#### Provided entries:
•••••
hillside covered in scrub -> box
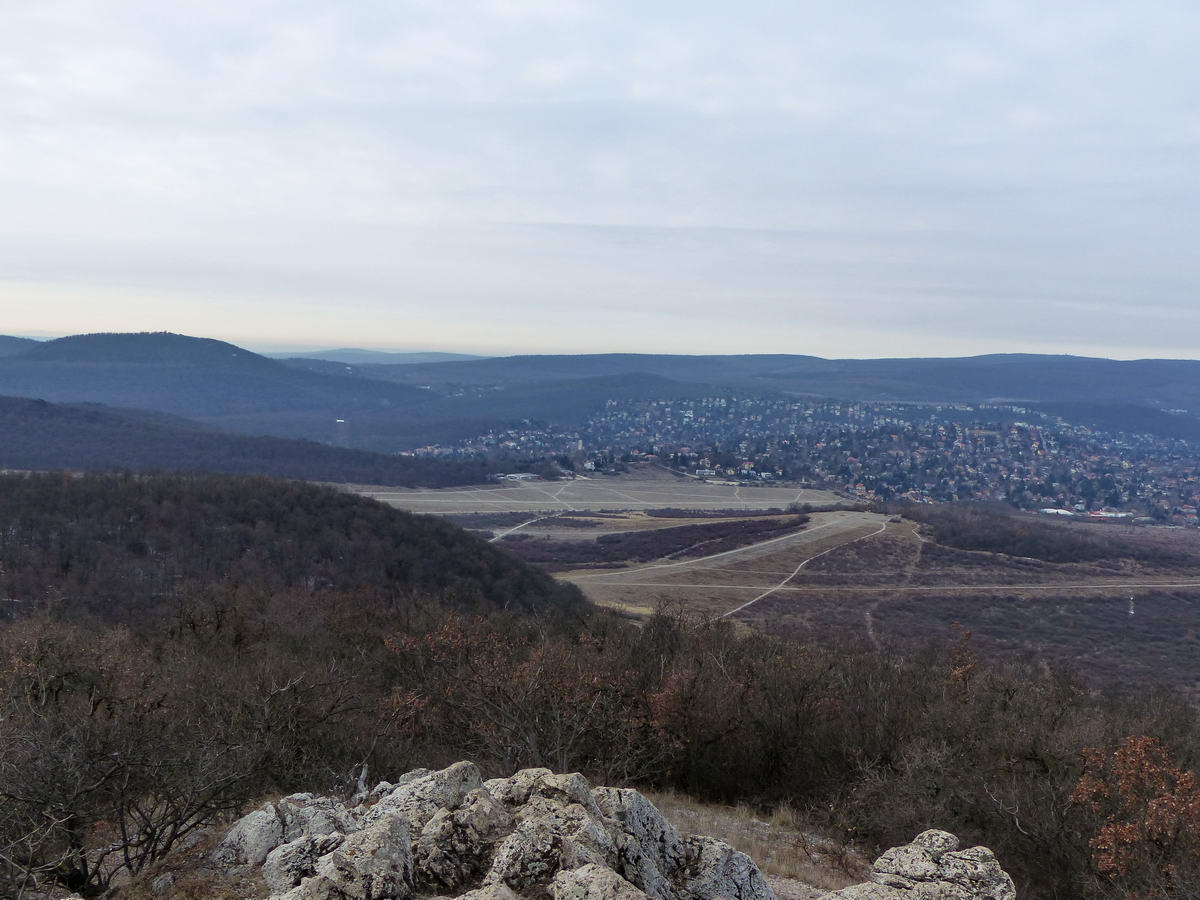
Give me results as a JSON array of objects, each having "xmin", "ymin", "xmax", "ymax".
[
  {"xmin": 0, "ymin": 472, "xmax": 585, "ymax": 623},
  {"xmin": 0, "ymin": 395, "xmax": 508, "ymax": 487},
  {"xmin": 1, "ymin": 474, "xmax": 1199, "ymax": 899}
]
•••••
#### What is required:
Word for word, restate every line of the listing, omitting the pictures.

#### Answer to this task:
hillside covered in scrub -> box
Give me results as a JSON array of objects, each having "xmin", "ymin", "xmax", "ymax".
[
  {"xmin": 0, "ymin": 472, "xmax": 585, "ymax": 623},
  {"xmin": 0, "ymin": 395, "xmax": 508, "ymax": 487},
  {"xmin": 1, "ymin": 474, "xmax": 1199, "ymax": 899}
]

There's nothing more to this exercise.